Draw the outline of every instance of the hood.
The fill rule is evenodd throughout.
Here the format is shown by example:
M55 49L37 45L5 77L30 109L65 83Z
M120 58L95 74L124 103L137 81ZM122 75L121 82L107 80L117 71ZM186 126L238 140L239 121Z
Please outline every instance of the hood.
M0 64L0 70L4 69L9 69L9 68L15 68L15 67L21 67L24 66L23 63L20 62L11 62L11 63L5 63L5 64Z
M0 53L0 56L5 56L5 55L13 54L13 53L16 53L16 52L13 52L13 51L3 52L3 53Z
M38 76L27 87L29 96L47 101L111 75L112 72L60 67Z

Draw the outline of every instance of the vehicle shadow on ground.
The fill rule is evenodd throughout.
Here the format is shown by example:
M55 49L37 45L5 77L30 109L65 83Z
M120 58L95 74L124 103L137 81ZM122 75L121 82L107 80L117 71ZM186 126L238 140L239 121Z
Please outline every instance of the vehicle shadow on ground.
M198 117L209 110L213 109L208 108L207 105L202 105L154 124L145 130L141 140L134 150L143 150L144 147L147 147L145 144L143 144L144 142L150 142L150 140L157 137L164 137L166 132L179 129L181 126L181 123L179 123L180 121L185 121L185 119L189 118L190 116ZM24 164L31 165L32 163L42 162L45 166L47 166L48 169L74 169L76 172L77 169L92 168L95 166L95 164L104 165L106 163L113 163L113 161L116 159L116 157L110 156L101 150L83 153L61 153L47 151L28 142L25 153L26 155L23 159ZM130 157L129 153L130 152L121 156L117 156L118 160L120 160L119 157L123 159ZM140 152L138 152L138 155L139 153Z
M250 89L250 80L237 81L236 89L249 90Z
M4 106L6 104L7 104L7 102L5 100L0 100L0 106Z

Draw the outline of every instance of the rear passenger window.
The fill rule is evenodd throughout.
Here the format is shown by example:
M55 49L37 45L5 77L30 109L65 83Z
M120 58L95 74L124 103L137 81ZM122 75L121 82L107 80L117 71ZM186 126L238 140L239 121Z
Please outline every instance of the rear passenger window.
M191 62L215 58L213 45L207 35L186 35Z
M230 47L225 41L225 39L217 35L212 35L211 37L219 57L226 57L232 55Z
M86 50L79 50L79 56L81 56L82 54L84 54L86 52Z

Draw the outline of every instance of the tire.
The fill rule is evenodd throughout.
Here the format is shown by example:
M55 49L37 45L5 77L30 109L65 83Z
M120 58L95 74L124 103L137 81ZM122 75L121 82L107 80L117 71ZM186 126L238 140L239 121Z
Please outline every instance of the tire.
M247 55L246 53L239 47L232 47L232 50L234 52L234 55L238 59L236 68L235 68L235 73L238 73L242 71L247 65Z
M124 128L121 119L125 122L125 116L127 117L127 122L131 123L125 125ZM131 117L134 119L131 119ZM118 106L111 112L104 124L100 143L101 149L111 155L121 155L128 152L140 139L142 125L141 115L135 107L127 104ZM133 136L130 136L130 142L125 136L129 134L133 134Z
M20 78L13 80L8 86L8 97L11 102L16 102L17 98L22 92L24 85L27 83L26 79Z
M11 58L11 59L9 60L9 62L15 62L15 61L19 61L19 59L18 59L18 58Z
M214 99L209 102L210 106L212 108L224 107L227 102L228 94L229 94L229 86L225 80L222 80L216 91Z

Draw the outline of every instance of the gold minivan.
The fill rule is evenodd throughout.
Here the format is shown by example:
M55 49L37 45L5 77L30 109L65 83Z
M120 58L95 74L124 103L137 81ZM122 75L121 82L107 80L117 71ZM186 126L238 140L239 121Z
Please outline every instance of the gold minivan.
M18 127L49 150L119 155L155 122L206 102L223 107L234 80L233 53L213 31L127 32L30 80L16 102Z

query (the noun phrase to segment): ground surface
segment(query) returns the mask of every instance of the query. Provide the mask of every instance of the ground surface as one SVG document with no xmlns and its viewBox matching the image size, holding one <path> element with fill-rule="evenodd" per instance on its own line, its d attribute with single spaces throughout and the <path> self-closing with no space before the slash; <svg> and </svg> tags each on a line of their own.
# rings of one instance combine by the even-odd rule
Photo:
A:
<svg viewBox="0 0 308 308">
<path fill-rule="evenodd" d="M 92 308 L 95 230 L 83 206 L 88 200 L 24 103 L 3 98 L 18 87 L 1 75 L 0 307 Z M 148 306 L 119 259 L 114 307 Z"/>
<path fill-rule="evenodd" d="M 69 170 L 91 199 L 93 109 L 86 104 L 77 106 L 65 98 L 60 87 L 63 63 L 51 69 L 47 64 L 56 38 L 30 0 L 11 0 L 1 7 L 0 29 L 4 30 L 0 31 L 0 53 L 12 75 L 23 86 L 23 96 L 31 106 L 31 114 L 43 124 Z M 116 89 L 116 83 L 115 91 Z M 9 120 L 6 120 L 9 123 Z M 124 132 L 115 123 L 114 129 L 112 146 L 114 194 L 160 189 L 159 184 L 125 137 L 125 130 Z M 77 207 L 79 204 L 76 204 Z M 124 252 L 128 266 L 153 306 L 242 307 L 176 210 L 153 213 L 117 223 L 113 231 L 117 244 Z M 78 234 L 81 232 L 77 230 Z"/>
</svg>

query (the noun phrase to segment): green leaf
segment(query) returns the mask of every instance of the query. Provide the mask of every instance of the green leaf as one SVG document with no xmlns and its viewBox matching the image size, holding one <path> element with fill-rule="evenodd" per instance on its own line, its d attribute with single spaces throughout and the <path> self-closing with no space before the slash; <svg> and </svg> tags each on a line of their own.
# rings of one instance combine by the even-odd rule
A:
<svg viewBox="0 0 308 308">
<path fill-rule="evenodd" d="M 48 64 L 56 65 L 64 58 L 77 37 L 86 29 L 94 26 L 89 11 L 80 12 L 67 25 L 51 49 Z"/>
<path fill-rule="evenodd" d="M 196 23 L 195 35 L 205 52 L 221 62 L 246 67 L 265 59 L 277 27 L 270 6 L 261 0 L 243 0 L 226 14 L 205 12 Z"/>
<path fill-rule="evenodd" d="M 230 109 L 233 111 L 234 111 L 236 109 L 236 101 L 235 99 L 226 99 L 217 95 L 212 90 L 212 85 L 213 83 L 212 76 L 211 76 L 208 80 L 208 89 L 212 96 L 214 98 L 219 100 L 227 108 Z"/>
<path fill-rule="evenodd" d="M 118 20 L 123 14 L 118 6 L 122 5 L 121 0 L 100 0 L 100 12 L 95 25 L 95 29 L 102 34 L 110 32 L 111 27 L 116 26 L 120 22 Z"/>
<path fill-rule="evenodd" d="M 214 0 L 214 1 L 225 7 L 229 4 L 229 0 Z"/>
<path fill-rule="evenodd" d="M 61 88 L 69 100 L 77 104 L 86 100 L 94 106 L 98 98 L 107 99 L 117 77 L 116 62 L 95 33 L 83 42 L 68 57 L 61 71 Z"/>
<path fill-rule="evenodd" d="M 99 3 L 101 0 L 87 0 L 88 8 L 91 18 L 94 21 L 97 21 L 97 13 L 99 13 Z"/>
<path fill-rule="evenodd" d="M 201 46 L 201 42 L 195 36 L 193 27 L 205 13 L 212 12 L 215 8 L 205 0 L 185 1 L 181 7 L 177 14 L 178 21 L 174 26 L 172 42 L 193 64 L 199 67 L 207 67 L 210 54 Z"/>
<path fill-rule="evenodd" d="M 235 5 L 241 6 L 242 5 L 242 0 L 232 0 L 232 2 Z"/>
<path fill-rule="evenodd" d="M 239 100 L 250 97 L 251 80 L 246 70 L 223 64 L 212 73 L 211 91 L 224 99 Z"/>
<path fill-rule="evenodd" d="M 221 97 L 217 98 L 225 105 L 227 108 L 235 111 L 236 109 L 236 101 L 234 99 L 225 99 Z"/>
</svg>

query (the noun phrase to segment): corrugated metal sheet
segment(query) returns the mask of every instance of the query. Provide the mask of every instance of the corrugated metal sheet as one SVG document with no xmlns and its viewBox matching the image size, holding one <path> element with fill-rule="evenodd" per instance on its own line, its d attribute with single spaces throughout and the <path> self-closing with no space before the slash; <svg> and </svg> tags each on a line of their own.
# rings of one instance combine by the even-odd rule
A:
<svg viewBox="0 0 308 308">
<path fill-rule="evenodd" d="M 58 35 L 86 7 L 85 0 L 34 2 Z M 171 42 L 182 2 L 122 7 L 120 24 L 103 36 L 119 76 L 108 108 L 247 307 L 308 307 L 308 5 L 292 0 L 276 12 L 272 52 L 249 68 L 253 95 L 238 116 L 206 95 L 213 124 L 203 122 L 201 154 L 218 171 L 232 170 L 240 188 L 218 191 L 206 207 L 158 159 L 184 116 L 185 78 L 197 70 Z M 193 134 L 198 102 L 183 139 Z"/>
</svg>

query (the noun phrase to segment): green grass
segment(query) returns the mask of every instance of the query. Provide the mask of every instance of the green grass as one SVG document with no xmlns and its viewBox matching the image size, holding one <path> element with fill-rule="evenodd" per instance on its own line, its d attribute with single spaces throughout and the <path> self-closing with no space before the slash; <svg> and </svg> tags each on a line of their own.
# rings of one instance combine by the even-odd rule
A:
------------------------------
> _Given problem_: Rewrite the lines from the first one up to and including the line with "M0 53L0 56L5", swapping "hood" for "bonnet" and changing nothing else.

> _Result of this task_:
Draw the outline of every instance of the bonnet.
The fill rule is evenodd throughout.
Here the format is shown by example:
M55 49L37 45L5 77L30 109L65 83Z
M120 58L95 74L124 103L137 81ZM122 75L121 82L107 80L117 71ZM186 126L238 140L239 121Z
Please outline every instance of the bonnet.
M0 64L0 70L4 69L9 69L9 68L15 68L15 67L21 67L24 66L23 63L20 62L11 62L11 63L5 63L5 64Z
M0 53L0 56L5 56L5 55L13 54L13 53L16 53L16 52L13 52L13 51L3 52L3 53Z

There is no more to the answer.